Tytuł wpisu w pamiętniku odchudzania:
Do sylwestra z Chodakowską.


Dziś dołączyłam do wyzwania Ewy Chodakowskiej  Nigdy szczególnie jej nie lubiłam, jej ćwiczenia do mnie nie przemawiały mimo że mnóstwo dziewczyn pokazywało super efekty pracy z nią. Kilka razy próbowałam skalpela i rezygnowałam po 14 min. Tak, to był mój rekord. 

Po 15 min ćwiczeń byłam w takim stanie że z bólu zaczęłam płakać. Po minucie zdałam sobie sprawę, że płaczę nie z bólu fizycznego tylko psychicznego. 

 Bolało mnie to do jakiego stanu doprowadziłam swoje ciało. 

Dziś pisząc to mam za sobą 5 min rozgrzewki i calutki skalpel. Mój nowy rekord.

I właśnie z tą świadomością, że jestem potworem i nie mam najmniejszej ochoty na siebie patrzeć, dokończyłam ten pieprzony skalpel.  I jutro zrobię go ponownie. 

Do nowego roku zostało:

107 dni, 14 godzin,   

  • 13862178

    13862178

    16 września 2016, 08:11

    Ja tez biorę w tym udział. ;-) jest cieżko ale damy radę ;-) trzymam za nas obie kciuki. ;-) pozdrawiam :-)

    • KaVes

      KaVes

      16 września 2016, 08:21

      życzę wytrwałości :) oby nam się udało

  • klaudiaankakk

    klaudiaankakk

    15 września 2016, 20:29

    też planuję zacząć jakieś ćwiczonka.. powodzenia ! :)

    • KaVes

      KaVes

      15 września 2016, 21:02

      nawzajem :)

Treść zadania:
Zaktualizuj odcinek wpisu o wyzwaniu z Chodakowską od „Po 15 min ćwiczeń” aż po „skalpel.  I jutro zrobię go ponownie.”, wstawiając „trening” w miejsce „skalpel”. Zapisy nie mają tu żadnego znaczenia.

Przedstawiony materiał:

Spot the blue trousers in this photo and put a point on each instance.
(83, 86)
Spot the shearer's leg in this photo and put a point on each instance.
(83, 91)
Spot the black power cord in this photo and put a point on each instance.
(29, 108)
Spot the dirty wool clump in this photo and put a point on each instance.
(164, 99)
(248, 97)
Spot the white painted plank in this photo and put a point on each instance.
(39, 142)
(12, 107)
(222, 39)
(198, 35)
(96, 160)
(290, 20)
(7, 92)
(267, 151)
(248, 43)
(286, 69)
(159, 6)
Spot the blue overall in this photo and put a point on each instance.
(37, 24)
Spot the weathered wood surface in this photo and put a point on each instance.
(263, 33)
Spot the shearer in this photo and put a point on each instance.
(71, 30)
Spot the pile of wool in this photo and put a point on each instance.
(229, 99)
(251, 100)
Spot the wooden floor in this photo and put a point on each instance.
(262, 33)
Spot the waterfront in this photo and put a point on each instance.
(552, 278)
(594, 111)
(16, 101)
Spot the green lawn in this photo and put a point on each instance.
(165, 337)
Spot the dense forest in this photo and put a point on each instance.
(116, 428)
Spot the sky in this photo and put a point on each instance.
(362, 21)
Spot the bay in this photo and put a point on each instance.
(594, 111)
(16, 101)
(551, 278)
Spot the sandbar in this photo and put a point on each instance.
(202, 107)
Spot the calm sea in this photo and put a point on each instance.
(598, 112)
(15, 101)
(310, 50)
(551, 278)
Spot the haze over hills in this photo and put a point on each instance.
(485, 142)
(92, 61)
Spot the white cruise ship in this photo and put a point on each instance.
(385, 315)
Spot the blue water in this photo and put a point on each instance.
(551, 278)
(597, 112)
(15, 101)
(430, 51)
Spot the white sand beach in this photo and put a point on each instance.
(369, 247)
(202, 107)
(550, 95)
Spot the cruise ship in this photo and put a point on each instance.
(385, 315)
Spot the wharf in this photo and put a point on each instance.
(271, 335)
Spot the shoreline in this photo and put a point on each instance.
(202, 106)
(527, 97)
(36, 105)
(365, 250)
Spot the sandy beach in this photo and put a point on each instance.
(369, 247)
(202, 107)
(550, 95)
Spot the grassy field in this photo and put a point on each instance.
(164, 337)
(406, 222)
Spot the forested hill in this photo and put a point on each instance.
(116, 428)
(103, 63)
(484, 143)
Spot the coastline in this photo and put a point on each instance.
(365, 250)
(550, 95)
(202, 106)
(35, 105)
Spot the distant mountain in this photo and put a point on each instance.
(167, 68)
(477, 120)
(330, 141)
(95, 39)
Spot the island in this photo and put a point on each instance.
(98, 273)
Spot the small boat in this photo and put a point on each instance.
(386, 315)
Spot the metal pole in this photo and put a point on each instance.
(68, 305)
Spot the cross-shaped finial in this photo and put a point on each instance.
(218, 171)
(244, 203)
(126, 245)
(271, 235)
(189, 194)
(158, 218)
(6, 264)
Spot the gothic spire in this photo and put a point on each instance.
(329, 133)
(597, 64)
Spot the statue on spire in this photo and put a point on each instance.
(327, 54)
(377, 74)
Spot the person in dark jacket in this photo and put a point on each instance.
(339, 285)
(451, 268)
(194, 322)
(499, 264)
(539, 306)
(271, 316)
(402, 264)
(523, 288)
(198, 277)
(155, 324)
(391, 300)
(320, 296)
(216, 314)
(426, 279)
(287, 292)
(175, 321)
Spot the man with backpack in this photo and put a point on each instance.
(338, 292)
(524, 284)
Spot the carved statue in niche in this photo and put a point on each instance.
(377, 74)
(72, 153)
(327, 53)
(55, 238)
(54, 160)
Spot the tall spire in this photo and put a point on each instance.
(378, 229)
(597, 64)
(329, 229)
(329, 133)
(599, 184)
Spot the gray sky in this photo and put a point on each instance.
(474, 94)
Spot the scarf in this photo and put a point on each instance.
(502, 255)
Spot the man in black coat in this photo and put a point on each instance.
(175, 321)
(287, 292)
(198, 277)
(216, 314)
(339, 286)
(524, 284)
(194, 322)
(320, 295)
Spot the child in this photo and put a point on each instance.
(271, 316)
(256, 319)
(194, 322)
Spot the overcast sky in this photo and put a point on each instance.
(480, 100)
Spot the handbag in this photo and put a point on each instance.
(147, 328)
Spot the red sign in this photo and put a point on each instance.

Rozwiązanie zadania:
Po 15 min ćwiczeń byłam w takim stanie że z bólu zaczęłam płakać. Po minucie zdałam sobie sprawę, że płaczę nie z bólu fizycznego tylko psychicznego. 

 Bolało mnie to do jakiego stanu doprowadziłam swoje ciało. 

Dziś pisząc to mam za sobą 5 min rozgrzewki i calutki trening. Mój nowy rekord.

I właśnie z tą świadomością, że jestem potworem i nie mam najmniejszej ochoty na siebie patrzeć, dokończyłam ten pieprzony trening.  I jutro zrobię go ponownie.